- [STATED TASK]:
According to the article on the North Pacific and past climate change, in which issue of Science was the new study published?

- [EXCERPTED TEXT]:
>> START
The North Pacific, a global backup generator for past climate change

The left panel shows the glacial conveyor belt flow 21,000 years ago.
The right panel shows a reorganized conveyor belt flow 17,500-15,000 years ago with deep-water sinking in the North Pacific. -  IPRC/SOEST
The left panel shows the glacial conveyor belt flow 21,000 years ago.
The right panel shows a reorganized conveyor belt flow 17,500-15,000 years ago with deep-water sinking in the North Pacific. – IPRC/SOEST

Toward the end of the last ice age, a major reorganization took place in the current system of the North Pacific with far-reaching implications for climate, according to a new study published in the July 9, 2010, issue of Science by an international team of scientists from Japan, Hawaii, and Belgium.

Earth’s climate is regulated largely by the world ocean’s density-driven circulation, which brings warm surface water to the polar regions and transports cold water away from there at depth. As poleward flowing salty waters cool in the North Atlantic, they become so heavy that they sink. This sinking acts as a pump for the ocean’s conveyor belt circulation.
>> END
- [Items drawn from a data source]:
>> START
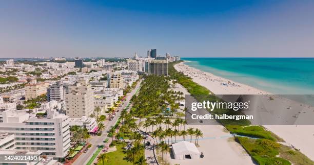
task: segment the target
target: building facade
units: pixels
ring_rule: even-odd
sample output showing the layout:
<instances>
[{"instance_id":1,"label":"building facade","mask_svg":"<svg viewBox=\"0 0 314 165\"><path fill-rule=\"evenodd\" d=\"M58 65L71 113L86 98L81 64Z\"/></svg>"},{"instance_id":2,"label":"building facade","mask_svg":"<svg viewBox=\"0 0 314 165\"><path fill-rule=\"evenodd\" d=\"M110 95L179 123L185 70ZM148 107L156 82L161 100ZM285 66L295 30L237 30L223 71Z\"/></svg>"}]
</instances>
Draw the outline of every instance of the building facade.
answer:
<instances>
[{"instance_id":1,"label":"building facade","mask_svg":"<svg viewBox=\"0 0 314 165\"><path fill-rule=\"evenodd\" d=\"M48 82L31 83L25 85L25 100L35 99L37 97L47 93L47 88L49 86Z\"/></svg>"},{"instance_id":2,"label":"building facade","mask_svg":"<svg viewBox=\"0 0 314 165\"><path fill-rule=\"evenodd\" d=\"M75 85L70 86L65 101L66 114L70 117L89 116L94 111L93 92L87 80L79 80Z\"/></svg>"},{"instance_id":3,"label":"building facade","mask_svg":"<svg viewBox=\"0 0 314 165\"><path fill-rule=\"evenodd\" d=\"M146 63L149 75L168 75L168 62L165 60L154 60Z\"/></svg>"},{"instance_id":4,"label":"building facade","mask_svg":"<svg viewBox=\"0 0 314 165\"><path fill-rule=\"evenodd\" d=\"M157 50L155 49L152 49L150 51L150 57L152 58L156 58L157 57Z\"/></svg>"},{"instance_id":5,"label":"building facade","mask_svg":"<svg viewBox=\"0 0 314 165\"><path fill-rule=\"evenodd\" d=\"M52 110L41 118L34 113L4 112L0 133L14 135L14 149L38 150L60 160L67 155L70 147L68 116Z\"/></svg>"},{"instance_id":6,"label":"building facade","mask_svg":"<svg viewBox=\"0 0 314 165\"><path fill-rule=\"evenodd\" d=\"M47 92L48 101L64 100L63 85L61 81L57 81L55 84L50 85L49 88L47 88Z\"/></svg>"},{"instance_id":7,"label":"building facade","mask_svg":"<svg viewBox=\"0 0 314 165\"><path fill-rule=\"evenodd\" d=\"M83 60L82 59L76 58L74 60L74 67L82 68L83 67Z\"/></svg>"},{"instance_id":8,"label":"building facade","mask_svg":"<svg viewBox=\"0 0 314 165\"><path fill-rule=\"evenodd\" d=\"M110 74L108 74L108 77L110 78L110 81L108 81L109 88L119 89L124 88L123 77L122 77L121 73L113 73ZM108 79L108 80L109 79Z\"/></svg>"}]
</instances>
>> END
- [TASK SOLUTION]:
The July 9, 2010, issue.